## Task statement
Copy each line below word for word and drop every image.
Supplied material Start Marker
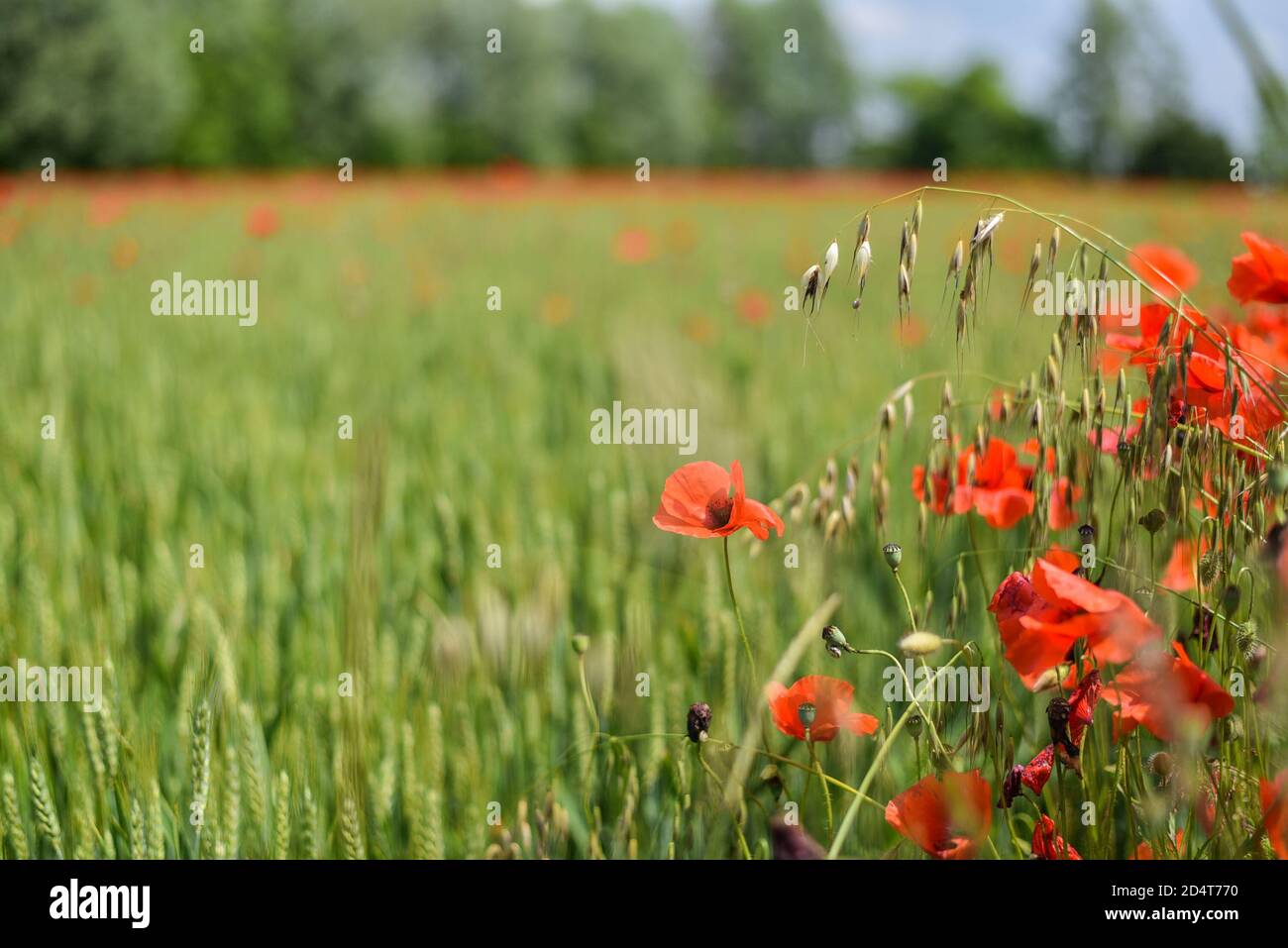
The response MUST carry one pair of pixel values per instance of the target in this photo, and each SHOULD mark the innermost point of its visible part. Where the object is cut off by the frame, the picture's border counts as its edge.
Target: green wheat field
(375, 657)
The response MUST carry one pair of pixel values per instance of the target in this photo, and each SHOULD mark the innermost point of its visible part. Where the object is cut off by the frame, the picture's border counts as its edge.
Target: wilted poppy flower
(1274, 807)
(791, 841)
(1042, 616)
(1037, 772)
(1162, 691)
(262, 220)
(945, 818)
(704, 500)
(825, 703)
(1260, 274)
(1047, 844)
(1157, 264)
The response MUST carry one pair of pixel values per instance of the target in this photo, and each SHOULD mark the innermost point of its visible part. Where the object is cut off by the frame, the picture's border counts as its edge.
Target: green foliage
(970, 121)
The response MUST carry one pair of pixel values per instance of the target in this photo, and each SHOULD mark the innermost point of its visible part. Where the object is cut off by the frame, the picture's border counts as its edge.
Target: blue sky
(1025, 39)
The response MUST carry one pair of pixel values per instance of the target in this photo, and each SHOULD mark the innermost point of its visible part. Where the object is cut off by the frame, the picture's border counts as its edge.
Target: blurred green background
(395, 82)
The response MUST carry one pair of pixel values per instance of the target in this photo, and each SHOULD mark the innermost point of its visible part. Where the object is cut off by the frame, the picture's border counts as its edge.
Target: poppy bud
(771, 777)
(699, 721)
(806, 712)
(1210, 567)
(1012, 786)
(1057, 719)
(1153, 520)
(836, 643)
(1160, 766)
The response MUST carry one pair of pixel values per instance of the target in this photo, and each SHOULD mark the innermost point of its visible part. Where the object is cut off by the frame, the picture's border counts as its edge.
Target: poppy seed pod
(1012, 786)
(919, 643)
(1153, 520)
(699, 721)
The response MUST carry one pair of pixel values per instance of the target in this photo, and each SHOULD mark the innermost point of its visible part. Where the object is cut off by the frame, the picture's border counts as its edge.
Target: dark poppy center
(717, 513)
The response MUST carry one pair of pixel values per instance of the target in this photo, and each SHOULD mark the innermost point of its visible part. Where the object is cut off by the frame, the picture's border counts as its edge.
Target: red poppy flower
(829, 698)
(1047, 844)
(632, 245)
(1037, 772)
(1162, 691)
(1001, 489)
(1261, 273)
(1042, 617)
(704, 500)
(947, 818)
(1157, 264)
(1274, 807)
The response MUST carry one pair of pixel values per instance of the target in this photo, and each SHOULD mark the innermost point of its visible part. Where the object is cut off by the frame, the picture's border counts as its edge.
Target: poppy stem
(850, 814)
(734, 817)
(737, 612)
(907, 601)
(822, 780)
Supplied material End Marker
## Finished task
The response MUST carry one pair of pixel values per instance of the target in this photo, and each SHOULD mark the innermost point of its visible part. Where the object is cut off by the frame, the picture's border counts as its edge.
Target: green wheat field
(375, 657)
The response MUST carry one pair of pixel values per instance of the target in this photo, and each SHOULD mark the innermost point of its visible part. Where the object is cut off by the frame, the picture's border counts as its edge.
Target: wilted poppy flower
(1274, 807)
(791, 841)
(1042, 616)
(1037, 772)
(1162, 691)
(262, 220)
(945, 818)
(704, 500)
(825, 703)
(1260, 274)
(1047, 844)
(1157, 264)
The response MUST carry one pair of pixel values per instance of the target in this photo, and each SHOULD mark the innermost point of its visible part. Where the object is cut off by the frame, the picture's border counts as its edge.
Target: green foliage
(970, 121)
The response MUST carry one pair of pixel values per instance of the target in this photo, and each SHOULD mark the innermost point of its visible part. Where the object is cut off by the frame, the picture's border counts as its edge.
Target: blue sky
(1025, 39)
The response MUST carry one pair of pixel values per instance of the target in this photo, and each SHOULD mark the innermost point of its visible part. Where the object is cut off by the frame, the picture's border counts as its edge.
Target: blurred green background
(395, 82)
The response MUST carry one pair of pixel values per instance of the target in this photo, and each SHOULD mark the innermost point of its visible part. Where the object is cut off by the frame, the picture's border counts as its edge.
Target: poppy bud
(771, 777)
(699, 721)
(806, 712)
(1210, 567)
(1012, 786)
(1057, 719)
(1153, 520)
(836, 643)
(1160, 766)
The response MUST carry one pair of pixel values per instance of the target in this photo, and each SHOULD mark the innermost point of its visible part. Where the object is cut off by the frame, the picture's border counts as its edge.
Target: poppy seed pod
(1012, 786)
(919, 643)
(1153, 520)
(699, 721)
The response MUST carry one pair of pixel values per instance of the target in this photo, and each SHOULD mark the innermost point of its visible part. Where the object is cut off by the frame, the picture's border counts as its edge.
Target: dark poppy center
(717, 513)
The response MUST carry one pair of pixel values per instance of the target in this photo, and each SHOULD mark the innermost point of its visible part. Where the object is cut off by the frame, the picture's border counts as its edge.
Target: red poppy flower
(829, 698)
(1047, 844)
(632, 245)
(1037, 772)
(1162, 691)
(1001, 489)
(1261, 273)
(1042, 617)
(704, 500)
(947, 818)
(1157, 264)
(1274, 807)
The response MUST carry one pair of pixel values per instance of the target in this photo, and each SHOULD mark the innermost point of its visible part. Where the object is cut off by the frame, the picture's border counts as its edge.
Target: poppy stem
(850, 814)
(734, 817)
(737, 612)
(907, 601)
(822, 780)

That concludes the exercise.